* What is being asked: The entries underneath need to be duplicated exactly, with none omitted.

* Entries shown:
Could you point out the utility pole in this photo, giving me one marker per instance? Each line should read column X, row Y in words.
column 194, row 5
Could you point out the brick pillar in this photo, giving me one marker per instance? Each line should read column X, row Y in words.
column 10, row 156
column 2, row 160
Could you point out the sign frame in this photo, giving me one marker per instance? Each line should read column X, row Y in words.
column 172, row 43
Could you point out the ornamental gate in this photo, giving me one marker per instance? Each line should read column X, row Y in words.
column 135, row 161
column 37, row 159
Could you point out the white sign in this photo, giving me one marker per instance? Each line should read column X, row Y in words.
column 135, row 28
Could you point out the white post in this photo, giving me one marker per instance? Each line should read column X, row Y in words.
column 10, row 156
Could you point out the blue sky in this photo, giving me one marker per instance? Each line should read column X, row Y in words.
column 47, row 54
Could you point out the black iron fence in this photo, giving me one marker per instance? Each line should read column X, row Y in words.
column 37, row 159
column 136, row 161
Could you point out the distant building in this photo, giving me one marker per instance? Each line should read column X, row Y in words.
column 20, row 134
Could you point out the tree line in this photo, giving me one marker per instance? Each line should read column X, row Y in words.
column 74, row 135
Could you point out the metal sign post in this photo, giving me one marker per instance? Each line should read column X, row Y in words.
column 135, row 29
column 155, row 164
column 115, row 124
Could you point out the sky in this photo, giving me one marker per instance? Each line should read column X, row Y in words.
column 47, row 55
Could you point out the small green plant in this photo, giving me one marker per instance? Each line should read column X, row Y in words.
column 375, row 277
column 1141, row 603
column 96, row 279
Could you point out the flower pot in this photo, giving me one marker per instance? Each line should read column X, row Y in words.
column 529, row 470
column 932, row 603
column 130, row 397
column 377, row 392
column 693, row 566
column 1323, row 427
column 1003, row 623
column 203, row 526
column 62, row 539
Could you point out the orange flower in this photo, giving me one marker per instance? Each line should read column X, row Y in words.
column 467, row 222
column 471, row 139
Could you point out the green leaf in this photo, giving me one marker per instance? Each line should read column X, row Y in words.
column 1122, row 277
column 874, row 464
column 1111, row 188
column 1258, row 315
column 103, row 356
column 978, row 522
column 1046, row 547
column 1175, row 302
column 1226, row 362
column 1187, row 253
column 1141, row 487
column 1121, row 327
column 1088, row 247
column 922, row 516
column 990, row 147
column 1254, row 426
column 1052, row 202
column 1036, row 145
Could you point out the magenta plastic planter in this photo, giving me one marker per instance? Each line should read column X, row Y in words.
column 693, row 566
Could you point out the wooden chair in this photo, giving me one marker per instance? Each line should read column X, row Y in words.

* Problem solution:
Could you point out the utility pole in this photo, giving me one marker per instance? Each line should read column X, row Y in words.
column 194, row 5
Could you point out the brick pillar in this photo, giving me one marker per instance? Each line should read column X, row Y in words.
column 10, row 156
column 2, row 160
Could you point out the sign frame in this photo, giving me one marker per instance? Each line should read column X, row Y in words.
column 172, row 43
Could you point out the ornamental gate in this photo, giving me one marker per instance? Each line should read column X, row Y in words.
column 135, row 161
column 37, row 159
Could you point out the white sign in this photo, giving me one marker per instance? Each line should read column X, row Y in words.
column 135, row 28
Could you point out the white post in this photo, giving me one marker per instance? Each line should read column X, row Y in words.
column 10, row 156
Could you point out the blue sky in this photo, giving me one marker per instance? Each line should read column X, row Y in words.
column 47, row 54
Could you point out the black iron fence in this photo, giving me one marker per instance? Each line should read column X, row Y in words.
column 37, row 159
column 136, row 161
Could you point out the distant building in this photo, giving me one marker per instance? Each line should read column X, row Y in words.
column 20, row 134
Could you point out the tree line in this photo, giving me one marker per instance? Each line should read column X, row Y in words.
column 74, row 135
Could you point out the metal sign post in this photo, giving me one marker per instance? Each line should read column X, row Y in words.
column 135, row 29
column 155, row 164
column 115, row 124
Could you point out the sky in this photo, giving me one marker per instance? Each line should read column X, row Y in words.
column 47, row 55
Could you point out the small green plant in this photo, giving me one marker per instance? Each line should read column X, row Y in words.
column 375, row 277
column 1141, row 603
column 96, row 279
Could you point out the flower pot in this photo, giving me one marker per instance? Each line should read column X, row Y in words.
column 529, row 470
column 932, row 603
column 130, row 397
column 377, row 392
column 693, row 566
column 1323, row 427
column 1003, row 623
column 203, row 526
column 62, row 539
Could you point out the orange flower in this photo, giving me one marker per instance? Each line should read column X, row Y in words.
column 467, row 222
column 471, row 139
Could you point out the green leaf in this photo, giving me one marker per instance? Each line should read column X, row Y in words.
column 1122, row 277
column 874, row 464
column 1111, row 188
column 1258, row 315
column 103, row 356
column 978, row 522
column 1046, row 547
column 1175, row 302
column 1226, row 362
column 1187, row 253
column 1141, row 487
column 1121, row 327
column 1088, row 247
column 922, row 516
column 990, row 147
column 1254, row 426
column 1052, row 202
column 1036, row 145
Could you point out the magenta plastic planter in this photo, giving me one marker per instance? Each line should read column X, row Y in words.
column 693, row 566
Could you point out the wooden chair in this photo, giving me one marker per instance? Each line should read column X, row Y in words.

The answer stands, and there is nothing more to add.